=== Task data ===

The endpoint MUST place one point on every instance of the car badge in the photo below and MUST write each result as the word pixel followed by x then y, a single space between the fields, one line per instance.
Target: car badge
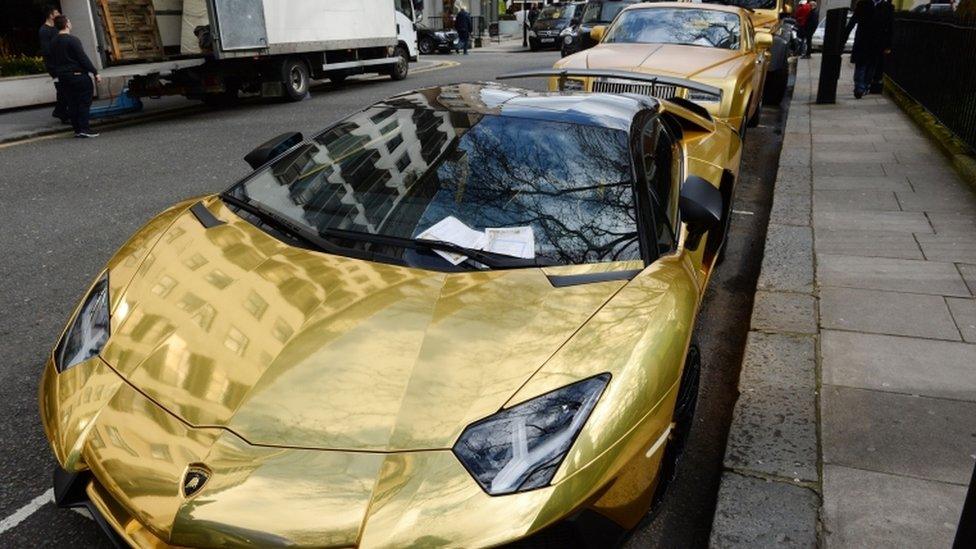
pixel 194 480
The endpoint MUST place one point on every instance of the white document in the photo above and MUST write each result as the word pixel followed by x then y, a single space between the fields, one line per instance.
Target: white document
pixel 451 229
pixel 513 241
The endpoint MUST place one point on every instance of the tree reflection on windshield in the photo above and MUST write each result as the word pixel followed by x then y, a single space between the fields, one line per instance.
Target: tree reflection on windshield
pixel 398 171
pixel 696 27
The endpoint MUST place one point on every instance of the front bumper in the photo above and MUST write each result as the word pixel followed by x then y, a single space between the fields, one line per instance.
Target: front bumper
pixel 125 457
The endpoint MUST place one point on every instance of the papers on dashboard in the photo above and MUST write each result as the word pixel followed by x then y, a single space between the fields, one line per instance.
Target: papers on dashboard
pixel 513 241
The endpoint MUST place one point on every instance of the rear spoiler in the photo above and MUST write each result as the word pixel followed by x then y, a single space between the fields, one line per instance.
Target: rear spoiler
pixel 564 74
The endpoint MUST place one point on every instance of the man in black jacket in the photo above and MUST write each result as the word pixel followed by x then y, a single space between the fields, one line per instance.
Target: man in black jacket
pixel 45 34
pixel 72 67
pixel 874 20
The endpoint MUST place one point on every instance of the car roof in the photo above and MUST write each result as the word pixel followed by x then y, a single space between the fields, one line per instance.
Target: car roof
pixel 686 5
pixel 490 98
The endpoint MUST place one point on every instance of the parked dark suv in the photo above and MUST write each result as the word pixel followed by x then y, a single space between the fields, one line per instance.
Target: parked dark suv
pixel 430 41
pixel 552 21
pixel 597 12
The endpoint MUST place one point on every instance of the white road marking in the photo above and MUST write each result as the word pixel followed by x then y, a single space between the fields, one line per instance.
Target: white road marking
pixel 20 515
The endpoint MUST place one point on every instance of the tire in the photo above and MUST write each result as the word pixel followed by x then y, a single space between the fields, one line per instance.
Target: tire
pixel 775 87
pixel 401 68
pixel 683 418
pixel 295 79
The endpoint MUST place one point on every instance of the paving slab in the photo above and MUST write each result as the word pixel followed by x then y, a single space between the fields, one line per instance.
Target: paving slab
pixel 754 512
pixel 897 275
pixel 855 200
pixel 950 246
pixel 861 183
pixel 920 437
pixel 869 509
pixel 791 208
pixel 905 222
pixel 951 223
pixel 868 244
pixel 964 313
pixel 774 424
pixel 969 275
pixel 848 169
pixel 890 313
pixel 784 312
pixel 937 200
pixel 788 260
pixel 895 364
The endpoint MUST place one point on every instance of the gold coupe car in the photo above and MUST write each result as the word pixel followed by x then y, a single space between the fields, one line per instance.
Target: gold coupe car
pixel 459 317
pixel 711 44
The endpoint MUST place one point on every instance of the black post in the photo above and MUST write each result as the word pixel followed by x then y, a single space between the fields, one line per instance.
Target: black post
pixel 966 534
pixel 833 49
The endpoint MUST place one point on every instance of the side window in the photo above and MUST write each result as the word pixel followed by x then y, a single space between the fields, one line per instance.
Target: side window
pixel 662 170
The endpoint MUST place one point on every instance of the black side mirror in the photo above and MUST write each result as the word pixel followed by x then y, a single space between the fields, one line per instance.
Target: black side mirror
pixel 272 148
pixel 701 209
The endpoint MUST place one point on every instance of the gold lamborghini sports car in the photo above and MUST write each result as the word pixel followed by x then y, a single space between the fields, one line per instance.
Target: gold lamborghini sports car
pixel 710 44
pixel 459 317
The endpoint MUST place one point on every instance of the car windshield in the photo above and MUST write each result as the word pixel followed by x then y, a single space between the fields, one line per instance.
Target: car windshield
pixel 747 4
pixel 694 27
pixel 557 12
pixel 398 172
pixel 602 12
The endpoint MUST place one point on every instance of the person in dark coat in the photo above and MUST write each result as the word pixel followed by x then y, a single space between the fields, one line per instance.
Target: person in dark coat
pixel 45 34
pixel 462 24
pixel 874 20
pixel 72 67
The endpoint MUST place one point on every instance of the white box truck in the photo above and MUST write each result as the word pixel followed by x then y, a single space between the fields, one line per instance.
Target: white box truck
pixel 215 49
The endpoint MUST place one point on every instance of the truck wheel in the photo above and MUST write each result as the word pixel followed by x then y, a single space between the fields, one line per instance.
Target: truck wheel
pixel 295 78
pixel 775 87
pixel 402 67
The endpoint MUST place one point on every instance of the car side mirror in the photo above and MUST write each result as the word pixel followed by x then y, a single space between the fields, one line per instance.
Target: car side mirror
pixel 700 204
pixel 272 148
pixel 764 40
pixel 597 33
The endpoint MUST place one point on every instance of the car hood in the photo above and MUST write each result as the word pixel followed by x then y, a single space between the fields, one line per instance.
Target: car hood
pixel 667 59
pixel 228 327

===

_Exercise description_:
Return the material word for word. Pictures are not part of the copy.

_Exercise response_:
The endpoint MUST place one point on every instance of the car badge in the photo below and MUST write each result as the word pixel followed by x then y, a single space between the fields, one line per instance.
Target: car badge
pixel 194 480
The endpoint MUST place one point on every instance of the white document in the photo above and MUST write each result as the word pixel followed by x then y, a single space between the fields, one line per instance.
Target: white document
pixel 451 229
pixel 513 241
The endpoint MUST place one point on every instance of the tree reflection on windshield in the photo above and MUST write each result as the word pixel followed by x then y, a single space between the fields, one line per instance.
Target: tree reflection on windshield
pixel 398 171
pixel 696 27
The endpoint MUST place one point on every instance of the front bumper in the photo above and MUST write each result as the word pixel followed by x then y, a single space between the fields, one line per instance.
Target: front bumper
pixel 125 457
The endpoint MUST place one point on every instance of the papers on dashboard in the photo above and MUST write each result as the word pixel followed by x then y, a single space between the fields, one line per instance.
Target: papers on dashboard
pixel 513 241
The endpoint MUST place one point on every instance of the rear spoiler in the photo above and MUST write each result as the word pixel followed by x then y, a single space between the fields, one line per instance.
Target: rear spoiler
pixel 564 74
The endpoint MUST place one point on every instance of the man in black jacket in the photo above and MUST write each result as the word pixel followed by x then y, a single space between the fields, one line per instance.
Target: man in black jacket
pixel 45 34
pixel 72 67
pixel 874 20
The endpoint MUST place one point on every instance of the car roof in the photo above and MUST write each result as the word pixel followed by x then y, a single space between the fields, one line per instance.
Target: car roof
pixel 686 5
pixel 490 98
The endpoint MUST place one point on every instance of the parked dark suv in the photo above and MUST write each result as the word pixel followed by x then y, a single space between the fields, one line per instance.
Target: parked dark suv
pixel 430 41
pixel 552 21
pixel 597 12
The endpoint MUST place one point on every instance of the white road marking in the photo above and MUST write each result as the word pixel followed by x then y, a single space between the fields, one line per instance.
Target: white road marking
pixel 20 515
The endpoint MUST place one point on every instance of the tire in the photo above and MUST write each result as the word pixel followed by x then y, a single space between the fields, one line per instance.
Target: tire
pixel 775 87
pixel 401 68
pixel 683 418
pixel 295 79
The endpoint MUST place one point on every instance of the paving slab in the photo above and MUST write each result as the word pixel followed by x then y, a single space between the fields, one line per instance.
Target: paving slab
pixel 754 512
pixel 897 275
pixel 855 200
pixel 950 246
pixel 861 183
pixel 920 437
pixel 869 509
pixel 791 208
pixel 905 222
pixel 951 223
pixel 868 244
pixel 964 313
pixel 774 424
pixel 969 275
pixel 848 169
pixel 890 313
pixel 784 312
pixel 937 200
pixel 788 260
pixel 895 364
The endpoint MUST place one point on every instance of the gold coupe car in the photo above and MUST write each result as the word pixel followed by x then y, a single space between the fields, one line per instance.
Target: gold coupe car
pixel 459 317
pixel 711 44
The endpoint MUST place one point on every instance of the black post in the photo above and MUST write each result as the word pixel followed by x then y, a single space between the fields, one line per instance.
Target: black post
pixel 966 534
pixel 833 49
The endpoint MUST place one point on every instance of the side window in the photo above and MUST write each result as the word pixel followed by x then y, a single space between the fields, one line per instance.
Target: side window
pixel 662 170
The endpoint MUST place one point on every instance of the black side mirror in the photo above and MUST write each result as the word pixel followed by x then y, a single space between the fields, one line per instance.
Target: black side mirror
pixel 272 148
pixel 701 209
The endpoint MUST place one point on every instance of the gold lamborghini sports car in the photo above and MUST write each result as the word pixel followed by x then y, a single space between the fields, one line per instance.
Target: gold lamborghini sports car
pixel 710 44
pixel 459 317
The endpoint MUST place one point on every instance of the car windshield in the photo above and MUST write each result as the word pixel followed by x then y, a single space between the fields, one line per instance.
Target: car windshield
pixel 747 4
pixel 694 27
pixel 557 12
pixel 398 172
pixel 602 12
The endpoint MUST place one point on every instance of the person in dark coat in the photo above and MUST write each result as the word pixel followed by x then y, a single space between the fields, one line per instance.
Target: person in dark coat
pixel 45 34
pixel 462 24
pixel 874 20
pixel 72 67
The endpoint MUST place one point on every instance of the white box truck in the photo above and MUST write each result as the word pixel followed by x then y, a single space between the fields, one line per instance.
Target: white box truck
pixel 215 49
The endpoint MUST place one point on every instance of the truck wheel in the photo above and MUST write each result as the word pixel followed by x then y, a single space between the fields, one line per instance.
Target: truck wheel
pixel 295 78
pixel 775 87
pixel 402 67
The endpoint MUST place one point on every instance of the car side mirror in the photo above and MUST write each result as the word pixel followed by x then y, a single space between the fields, one line per instance.
Target: car side mirror
pixel 700 204
pixel 272 148
pixel 764 40
pixel 597 33
The endpoint MUST place one point on every instance of the car hood in the photo above and MUST write each result as the word pixel followed by x then y, a single space between the fields, one line per instance.
Target: car hood
pixel 667 59
pixel 228 327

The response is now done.